Copy out each line in the items below that contains the string "palm". Matches must have the same letter case.

++++ Stored data

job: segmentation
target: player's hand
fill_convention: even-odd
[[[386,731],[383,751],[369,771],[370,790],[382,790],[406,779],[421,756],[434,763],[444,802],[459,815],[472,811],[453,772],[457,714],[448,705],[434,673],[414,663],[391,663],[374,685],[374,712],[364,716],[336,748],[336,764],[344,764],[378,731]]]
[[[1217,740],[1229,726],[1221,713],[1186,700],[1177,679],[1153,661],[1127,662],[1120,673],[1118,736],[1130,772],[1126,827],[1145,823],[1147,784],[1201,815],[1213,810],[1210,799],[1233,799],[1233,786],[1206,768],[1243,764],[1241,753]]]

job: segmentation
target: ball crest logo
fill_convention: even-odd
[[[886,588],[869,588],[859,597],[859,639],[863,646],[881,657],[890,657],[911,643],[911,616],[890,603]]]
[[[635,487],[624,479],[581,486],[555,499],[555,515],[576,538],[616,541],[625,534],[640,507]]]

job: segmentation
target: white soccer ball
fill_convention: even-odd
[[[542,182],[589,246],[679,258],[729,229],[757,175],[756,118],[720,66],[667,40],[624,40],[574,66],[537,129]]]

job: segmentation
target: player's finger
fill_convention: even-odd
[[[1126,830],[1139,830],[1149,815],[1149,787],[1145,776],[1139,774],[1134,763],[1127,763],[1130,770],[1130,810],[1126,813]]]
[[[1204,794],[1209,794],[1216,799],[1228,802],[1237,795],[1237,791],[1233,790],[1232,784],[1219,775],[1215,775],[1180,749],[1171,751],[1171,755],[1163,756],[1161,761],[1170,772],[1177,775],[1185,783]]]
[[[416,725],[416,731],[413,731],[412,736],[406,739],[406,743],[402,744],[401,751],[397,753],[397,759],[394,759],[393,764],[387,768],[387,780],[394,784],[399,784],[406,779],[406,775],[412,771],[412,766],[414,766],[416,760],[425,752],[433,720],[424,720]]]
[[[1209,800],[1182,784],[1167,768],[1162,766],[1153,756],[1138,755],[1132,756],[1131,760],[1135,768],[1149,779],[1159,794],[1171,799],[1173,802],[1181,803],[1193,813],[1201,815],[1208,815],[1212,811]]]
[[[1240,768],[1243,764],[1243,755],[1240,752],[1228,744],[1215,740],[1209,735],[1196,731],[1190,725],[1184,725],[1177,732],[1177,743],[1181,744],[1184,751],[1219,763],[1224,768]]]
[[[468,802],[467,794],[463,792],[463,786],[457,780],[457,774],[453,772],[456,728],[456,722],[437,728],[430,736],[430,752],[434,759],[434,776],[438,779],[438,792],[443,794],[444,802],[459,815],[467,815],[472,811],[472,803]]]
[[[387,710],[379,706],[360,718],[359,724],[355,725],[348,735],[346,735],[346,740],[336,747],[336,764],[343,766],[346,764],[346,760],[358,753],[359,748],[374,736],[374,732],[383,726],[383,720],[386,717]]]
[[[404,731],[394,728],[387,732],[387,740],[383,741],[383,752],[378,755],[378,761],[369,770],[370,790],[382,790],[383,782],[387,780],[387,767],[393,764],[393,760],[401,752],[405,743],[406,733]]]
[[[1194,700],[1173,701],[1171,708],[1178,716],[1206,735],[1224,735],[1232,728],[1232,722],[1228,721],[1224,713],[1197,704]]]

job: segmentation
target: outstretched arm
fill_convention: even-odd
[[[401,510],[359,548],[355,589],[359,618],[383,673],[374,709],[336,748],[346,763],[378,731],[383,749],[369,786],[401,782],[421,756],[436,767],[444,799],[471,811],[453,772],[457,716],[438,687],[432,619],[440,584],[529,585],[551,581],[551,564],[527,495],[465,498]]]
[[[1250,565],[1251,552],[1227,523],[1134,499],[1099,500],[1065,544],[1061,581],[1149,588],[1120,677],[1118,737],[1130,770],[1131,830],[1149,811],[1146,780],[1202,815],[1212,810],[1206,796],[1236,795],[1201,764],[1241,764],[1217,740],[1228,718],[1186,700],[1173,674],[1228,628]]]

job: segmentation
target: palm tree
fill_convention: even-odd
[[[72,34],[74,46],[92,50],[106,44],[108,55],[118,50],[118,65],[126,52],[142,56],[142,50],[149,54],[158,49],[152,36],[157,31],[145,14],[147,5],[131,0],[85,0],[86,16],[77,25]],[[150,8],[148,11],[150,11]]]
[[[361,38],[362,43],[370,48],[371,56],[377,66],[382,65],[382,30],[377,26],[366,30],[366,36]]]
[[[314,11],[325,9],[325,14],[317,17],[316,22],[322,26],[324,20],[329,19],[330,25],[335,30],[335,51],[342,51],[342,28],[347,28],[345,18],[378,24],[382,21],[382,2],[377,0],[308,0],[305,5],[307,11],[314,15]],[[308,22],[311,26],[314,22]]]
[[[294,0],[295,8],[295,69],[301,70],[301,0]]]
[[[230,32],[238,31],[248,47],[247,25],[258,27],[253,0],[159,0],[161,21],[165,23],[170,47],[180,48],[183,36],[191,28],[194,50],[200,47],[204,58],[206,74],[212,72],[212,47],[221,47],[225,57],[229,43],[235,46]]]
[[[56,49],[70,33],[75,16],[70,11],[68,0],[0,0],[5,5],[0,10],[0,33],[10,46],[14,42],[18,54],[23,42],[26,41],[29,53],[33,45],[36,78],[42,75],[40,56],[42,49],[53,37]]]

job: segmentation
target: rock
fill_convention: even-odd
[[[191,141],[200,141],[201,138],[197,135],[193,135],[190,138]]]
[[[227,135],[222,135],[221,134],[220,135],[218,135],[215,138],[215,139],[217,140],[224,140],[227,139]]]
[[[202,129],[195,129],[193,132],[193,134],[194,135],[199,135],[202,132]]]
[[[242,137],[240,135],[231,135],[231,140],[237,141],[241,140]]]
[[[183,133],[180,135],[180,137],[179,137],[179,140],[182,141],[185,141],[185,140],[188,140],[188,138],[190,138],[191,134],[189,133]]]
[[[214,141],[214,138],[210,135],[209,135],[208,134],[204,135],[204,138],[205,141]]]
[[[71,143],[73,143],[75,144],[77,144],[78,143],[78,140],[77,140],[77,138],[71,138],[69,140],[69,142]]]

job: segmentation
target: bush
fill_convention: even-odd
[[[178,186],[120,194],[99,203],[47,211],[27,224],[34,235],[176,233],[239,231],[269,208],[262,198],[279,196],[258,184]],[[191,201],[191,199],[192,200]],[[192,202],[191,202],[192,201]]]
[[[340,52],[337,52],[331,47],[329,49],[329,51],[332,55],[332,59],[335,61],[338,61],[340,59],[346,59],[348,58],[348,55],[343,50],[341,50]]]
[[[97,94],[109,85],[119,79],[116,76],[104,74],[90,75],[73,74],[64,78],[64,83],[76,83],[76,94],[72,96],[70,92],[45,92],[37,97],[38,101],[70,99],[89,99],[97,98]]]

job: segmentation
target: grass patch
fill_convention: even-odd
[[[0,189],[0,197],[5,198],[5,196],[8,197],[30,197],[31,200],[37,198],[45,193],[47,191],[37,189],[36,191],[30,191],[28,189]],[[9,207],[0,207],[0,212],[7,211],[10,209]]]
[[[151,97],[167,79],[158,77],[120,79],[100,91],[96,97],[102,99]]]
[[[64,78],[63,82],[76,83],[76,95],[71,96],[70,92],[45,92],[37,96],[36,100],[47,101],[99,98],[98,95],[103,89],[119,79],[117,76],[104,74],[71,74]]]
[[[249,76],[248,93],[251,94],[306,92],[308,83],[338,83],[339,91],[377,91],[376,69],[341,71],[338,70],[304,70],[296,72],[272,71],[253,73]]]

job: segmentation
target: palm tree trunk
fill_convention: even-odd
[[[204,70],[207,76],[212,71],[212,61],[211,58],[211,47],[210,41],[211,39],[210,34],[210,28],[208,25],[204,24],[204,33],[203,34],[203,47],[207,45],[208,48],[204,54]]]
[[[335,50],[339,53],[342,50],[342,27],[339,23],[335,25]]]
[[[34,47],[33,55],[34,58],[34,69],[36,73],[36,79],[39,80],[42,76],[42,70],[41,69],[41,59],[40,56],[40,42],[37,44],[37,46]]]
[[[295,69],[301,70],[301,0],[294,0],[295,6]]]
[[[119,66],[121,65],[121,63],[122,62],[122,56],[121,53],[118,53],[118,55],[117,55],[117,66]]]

++++++++

- _Task result_
target: palm tree
target: palm tree trunk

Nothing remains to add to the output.